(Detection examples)

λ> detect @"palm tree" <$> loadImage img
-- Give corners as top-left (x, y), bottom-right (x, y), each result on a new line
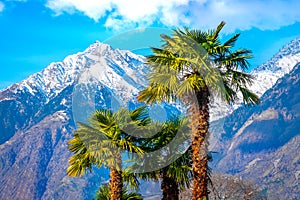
top-left (138, 22), bottom-right (259, 200)
top-left (124, 117), bottom-right (191, 200)
top-left (94, 185), bottom-right (143, 200)
top-left (67, 107), bottom-right (148, 200)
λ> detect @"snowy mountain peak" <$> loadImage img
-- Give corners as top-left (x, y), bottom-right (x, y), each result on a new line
top-left (253, 37), bottom-right (300, 73)
top-left (251, 37), bottom-right (300, 96)
top-left (12, 41), bottom-right (145, 101)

§ **PROBLEM STATEMENT**
Put the material above into a two-column CSV with the headers "request" and "answer", one row for each request, each value in a single quoted field with its line breaks turned into spaces. Leave the pictures out.

§ **ANSWER TO THE TASK**
request,answer
"λ> detect @""palm tree"" <$> loadImage img -- Give corners as top-left (x, y), bottom-right (x, y), each result on a new line","top-left (138, 22), bottom-right (259, 200) top-left (124, 117), bottom-right (191, 200) top-left (94, 185), bottom-right (143, 200) top-left (67, 107), bottom-right (148, 200)"
"λ> detect @""snowy mountain peak"" <$> loadImage img -- Give corners as top-left (x, y), bottom-right (x, y), each result on a new line","top-left (253, 37), bottom-right (300, 73) top-left (251, 37), bottom-right (300, 96) top-left (12, 41), bottom-right (145, 101)"